Input data Start Marker

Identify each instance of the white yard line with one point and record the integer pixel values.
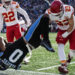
(52, 67)
(23, 72)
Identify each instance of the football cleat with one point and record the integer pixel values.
(63, 69)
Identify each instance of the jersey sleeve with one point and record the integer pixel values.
(24, 13)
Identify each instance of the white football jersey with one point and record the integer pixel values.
(62, 22)
(9, 15)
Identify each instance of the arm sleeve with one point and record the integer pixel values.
(24, 13)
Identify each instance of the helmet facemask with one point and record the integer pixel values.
(6, 3)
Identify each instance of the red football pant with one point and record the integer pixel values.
(71, 39)
(13, 31)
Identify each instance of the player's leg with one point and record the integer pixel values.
(10, 34)
(14, 54)
(72, 46)
(61, 43)
(17, 31)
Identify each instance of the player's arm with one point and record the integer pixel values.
(71, 26)
(24, 13)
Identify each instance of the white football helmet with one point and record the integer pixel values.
(6, 3)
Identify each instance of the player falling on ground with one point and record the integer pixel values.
(14, 53)
(8, 13)
(63, 15)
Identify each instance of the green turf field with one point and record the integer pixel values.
(41, 58)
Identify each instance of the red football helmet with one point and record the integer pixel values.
(56, 7)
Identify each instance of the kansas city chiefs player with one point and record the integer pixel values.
(63, 15)
(8, 12)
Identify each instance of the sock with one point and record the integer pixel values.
(61, 53)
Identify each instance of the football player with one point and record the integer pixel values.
(15, 52)
(63, 15)
(8, 13)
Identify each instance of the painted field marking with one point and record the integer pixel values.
(52, 67)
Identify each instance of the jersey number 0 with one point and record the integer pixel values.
(9, 17)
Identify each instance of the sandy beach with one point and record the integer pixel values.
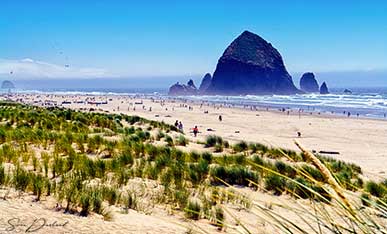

Input data End Marker

Exercise directions – Reproduce every record above exactly as given, excluding pictures from the result.

Solved problem –
Identify each instance of the white yard line with one point and record the integer pixel values.
(52, 67)
(23, 72)
Identify each instance of the football cleat with one point and record the integer pixel values.
(63, 69)
Identify each instance of the jersey sleeve with one point and record the integer pixel values.
(24, 13)
Identify each instance of the white football jersey with one point and record the integer pixel values.
(62, 22)
(9, 15)
Identify each instance of the arm sleeve with one point and record the integer pixel values.
(24, 13)
Identify each instance of the helmet facemask with one point and record the integer pixel values.
(6, 3)
Identify each instance of the red football pant with one point and record the integer pixel values.
(71, 39)
(13, 31)
Identify each instance of the player's leg with one point and record the integer pixel values.
(10, 34)
(14, 54)
(72, 46)
(61, 43)
(17, 31)
Identify each instance of the player's arm with one point and record the integer pixel values.
(71, 26)
(24, 13)
Identify each instance of the white football helmet with one point and record the integer pixel values.
(6, 3)
Identify each instance of the player falling on ground with one point and record the integer pixel values.
(14, 53)
(8, 13)
(63, 15)
Identify each instance of the green turf field with one point and record the integer pixel values.
(41, 58)
Identify each instance of the red football helmet with one point and record the integer pixel values.
(56, 7)
Identify each instance of the kansas city chiefs player with one point and record the integer pixel values.
(63, 15)
(8, 12)
Identify each instance of the sock with one point and record the integer pixel values.
(61, 53)
Identify each instance of the football player with one point and record the integer pixel values.
(15, 52)
(63, 15)
(8, 13)
Identify each instance of the painted field marking with one point and record the integer pixel values.
(52, 67)
Identify each instance of the jersey number 0 with one point and record the integer pixel values.
(9, 17)
Identify each instance of the sandy beach with one point and record the integer pixel values.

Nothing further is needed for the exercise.